**REQUIREMENT**
Up to and including the line that contains "Run detection on entrance", repeat the entries below exactly from the first line on. Do not carry over any pictures.

**RECORDS SUPPLIED**
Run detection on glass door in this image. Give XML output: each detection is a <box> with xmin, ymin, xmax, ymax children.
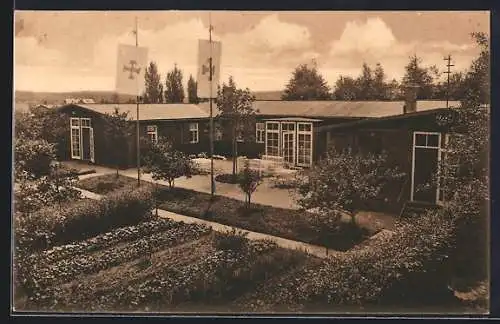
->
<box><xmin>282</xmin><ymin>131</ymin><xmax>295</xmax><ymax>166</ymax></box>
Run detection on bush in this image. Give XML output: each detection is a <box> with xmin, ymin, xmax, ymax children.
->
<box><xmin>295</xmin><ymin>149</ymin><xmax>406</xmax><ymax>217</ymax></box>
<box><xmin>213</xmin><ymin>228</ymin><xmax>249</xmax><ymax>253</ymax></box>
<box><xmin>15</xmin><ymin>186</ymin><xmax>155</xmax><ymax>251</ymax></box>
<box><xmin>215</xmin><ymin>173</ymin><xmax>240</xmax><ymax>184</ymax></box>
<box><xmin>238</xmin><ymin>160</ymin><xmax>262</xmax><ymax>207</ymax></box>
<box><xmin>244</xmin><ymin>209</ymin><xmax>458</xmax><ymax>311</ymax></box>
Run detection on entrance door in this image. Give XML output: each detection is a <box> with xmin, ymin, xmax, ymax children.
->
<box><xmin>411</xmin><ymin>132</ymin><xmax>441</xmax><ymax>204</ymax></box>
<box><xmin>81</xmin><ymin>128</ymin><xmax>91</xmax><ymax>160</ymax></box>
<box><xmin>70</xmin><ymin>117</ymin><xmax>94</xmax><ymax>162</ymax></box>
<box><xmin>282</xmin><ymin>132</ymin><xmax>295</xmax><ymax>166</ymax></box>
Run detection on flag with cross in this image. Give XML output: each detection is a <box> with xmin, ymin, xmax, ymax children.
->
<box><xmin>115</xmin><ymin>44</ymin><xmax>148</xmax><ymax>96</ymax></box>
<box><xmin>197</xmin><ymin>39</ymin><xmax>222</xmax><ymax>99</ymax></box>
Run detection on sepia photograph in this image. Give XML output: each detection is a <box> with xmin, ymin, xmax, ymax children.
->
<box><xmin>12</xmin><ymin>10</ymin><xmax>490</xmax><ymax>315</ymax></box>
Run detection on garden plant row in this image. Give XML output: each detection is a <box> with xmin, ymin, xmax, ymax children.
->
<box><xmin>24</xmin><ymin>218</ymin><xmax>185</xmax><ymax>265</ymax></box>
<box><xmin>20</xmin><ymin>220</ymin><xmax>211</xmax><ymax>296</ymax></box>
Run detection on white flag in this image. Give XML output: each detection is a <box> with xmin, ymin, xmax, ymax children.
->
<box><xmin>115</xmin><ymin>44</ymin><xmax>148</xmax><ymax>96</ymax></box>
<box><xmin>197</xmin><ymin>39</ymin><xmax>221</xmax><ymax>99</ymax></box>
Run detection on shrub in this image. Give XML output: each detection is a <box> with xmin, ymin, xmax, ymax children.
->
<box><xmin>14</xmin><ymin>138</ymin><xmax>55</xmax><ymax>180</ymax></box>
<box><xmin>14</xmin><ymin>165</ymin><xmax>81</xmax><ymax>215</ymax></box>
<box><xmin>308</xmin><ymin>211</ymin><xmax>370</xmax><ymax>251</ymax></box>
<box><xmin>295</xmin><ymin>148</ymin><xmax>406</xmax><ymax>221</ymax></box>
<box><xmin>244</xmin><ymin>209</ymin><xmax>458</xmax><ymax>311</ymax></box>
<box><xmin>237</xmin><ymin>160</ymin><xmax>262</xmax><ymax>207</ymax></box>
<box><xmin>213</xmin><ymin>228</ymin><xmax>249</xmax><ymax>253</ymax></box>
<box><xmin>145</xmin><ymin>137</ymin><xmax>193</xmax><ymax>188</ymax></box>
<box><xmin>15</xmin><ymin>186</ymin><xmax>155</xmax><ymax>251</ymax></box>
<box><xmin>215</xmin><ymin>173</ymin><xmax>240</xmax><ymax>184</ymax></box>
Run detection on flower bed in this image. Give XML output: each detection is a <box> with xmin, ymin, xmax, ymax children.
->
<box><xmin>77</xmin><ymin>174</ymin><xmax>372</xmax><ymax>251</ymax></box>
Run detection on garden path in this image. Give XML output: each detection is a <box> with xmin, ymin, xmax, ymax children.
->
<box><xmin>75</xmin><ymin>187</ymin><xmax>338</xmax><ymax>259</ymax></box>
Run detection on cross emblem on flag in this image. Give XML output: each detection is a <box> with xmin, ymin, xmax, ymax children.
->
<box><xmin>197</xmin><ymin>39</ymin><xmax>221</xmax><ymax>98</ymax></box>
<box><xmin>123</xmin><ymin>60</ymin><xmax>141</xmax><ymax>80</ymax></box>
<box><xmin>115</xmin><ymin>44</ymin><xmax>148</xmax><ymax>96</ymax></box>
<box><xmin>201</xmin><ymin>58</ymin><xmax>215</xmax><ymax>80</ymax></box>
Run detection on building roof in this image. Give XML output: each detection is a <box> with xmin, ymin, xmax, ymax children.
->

**YOUR RESPONSE**
Run detection on glass door in this image. Give XML output: each detection is a <box> with xmin, ymin, xmax, ymax children.
->
<box><xmin>282</xmin><ymin>131</ymin><xmax>295</xmax><ymax>166</ymax></box>
Run detection on bush in this image. Give XML output: each detection is a <box> with xmin, ymin, xmax, ymax children.
->
<box><xmin>295</xmin><ymin>149</ymin><xmax>406</xmax><ymax>217</ymax></box>
<box><xmin>213</xmin><ymin>228</ymin><xmax>249</xmax><ymax>253</ymax></box>
<box><xmin>15</xmin><ymin>186</ymin><xmax>155</xmax><ymax>251</ymax></box>
<box><xmin>215</xmin><ymin>173</ymin><xmax>240</xmax><ymax>184</ymax></box>
<box><xmin>238</xmin><ymin>160</ymin><xmax>262</xmax><ymax>207</ymax></box>
<box><xmin>244</xmin><ymin>209</ymin><xmax>458</xmax><ymax>311</ymax></box>
Run detection on entrance door in this image. Give XML output: each detection is a <box> with xmin, ymin, xmax, ymax children.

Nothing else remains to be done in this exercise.